Passage to read:
============================================================

Re: Boot failure on emev2/kzm9d (was: Re: [PATCH v2 11/11] mm/slab: lockless decision to grow cache)

2016-06-14 Thread Geert Uytterhoeven
Hi Jonsoo,

On Mon, Jun 13, 2016 at 9:43 PM, Geert Uytterhoeven
 wrote:
> On Tue, Apr 12, 2016 at 6:51 AM,   wrote:
>> From: Joonsoo Kim 
>> To check whther free objects exist or not precisely, we need to grab a
>> lock.  But, accuracy isn't that important because race window would be
>> even small and if there is too much free object, cache reaper would reap
>> it.  So, this patch makes the check for free object exisistence not to
>> hold a lock.  This will reduce lock contention in heavily allocation case.

>> Signed-off-by: Joonsoo Kim 
>
> I've bisected a boot failure (no output at all) in v4.7-rc2 on emev2/kzm9d
> (Renesas dual Cortex A9) to this patch, which is upstream commit
> 801faf0db8947e01877920e848a4d338dd7a99e7.

BTW, when disabling SMP, the problem goes away.

Gr{oetje,eeting}s,

Geert

--
Geert Uytterhoeven -- There's lots of Linux beyond ia32 -- ge...@linux-m68k.org

In personal conversations with technical people, I call myself a hacker. But
when I'm talking to journalists I just say "programmer" or something like that.
-- Linus Torvalds


Re: Boot failure on emev2/kzm9d (was: Re: [PATCH v2 11/11] mm/slab: lockless decision to grow cache)

2016-06-14 Thread Geert Uytterhoeven
Hi Joonsoo,

On Tue, Jun 14, 2016 at 10:11 AM, Joonsoo Kim  wrote:
> On Tue, Jun 14, 2016 at 09:31:23AM +0200, Geert Uytterhoeven wrote:
>> On Tue, Jun 14, 2016 at 8:24 AM, Joonsoo Kim  wrote:
>> > On Mon, Jun 13, 2016 at 09:43:13PM +0200, Geert Uytterhoeven wrote:
>> >> On Tue, Apr 12, 2016 at 6:51 AM,   wrote:
>> >> > From: Joonsoo Kim 
>> >> > To check whther free objects exist or not precisely, we need to grab a
>> >> > lock.  But, accuracy isn't that important because race window would be
>> >> > even small and if there is too much free object, cache reaper would reap
>> >> > it.  So, this patch makes the check for free object exisistence not to
>> >> > hold a lock.  This will reduce lock contention in heavily allocation 
>> >> > case.

============================================================

Dataset section:

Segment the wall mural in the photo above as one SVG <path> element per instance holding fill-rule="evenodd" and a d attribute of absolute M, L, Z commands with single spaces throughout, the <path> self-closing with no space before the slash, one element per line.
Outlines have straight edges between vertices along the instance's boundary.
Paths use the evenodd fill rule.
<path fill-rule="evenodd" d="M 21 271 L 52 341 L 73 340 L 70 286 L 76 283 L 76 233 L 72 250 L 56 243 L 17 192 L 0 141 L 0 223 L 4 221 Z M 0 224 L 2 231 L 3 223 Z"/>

============================================================

Required actions:
1. Answer these from the boot-failure thread:
(a) In which kernel version was the boot failure on emev2/kzm9d seen?
(b) What happens to the problem when SMP is disabled?
(c) According to the patch description, what would reap it if there were too many free objects?
2. Continue the mailing-list thread about the emev2/kzm9d boot failure, picking up after its final line.

Answers per task:
1.
(a) v4.7-rc2
(b) It goes away.
(c) The cache reaper.

2.
>> >> >
>> >> > Note that until now, n->shared can be freed during the processing by
>> >> > writing slabinfo, but, with some trick in this patch, we can access it
>> >> > freely within interrupt disabled period.
>> >> >
>> >> > Below is the result of concurrent allocation/free in slab allocation
>> >> > benchmark made by Christoph a long time ago.  I make the output simpler.
>> >> > The number shows cycle count during alloc/free respectively so less is
>> >> > better.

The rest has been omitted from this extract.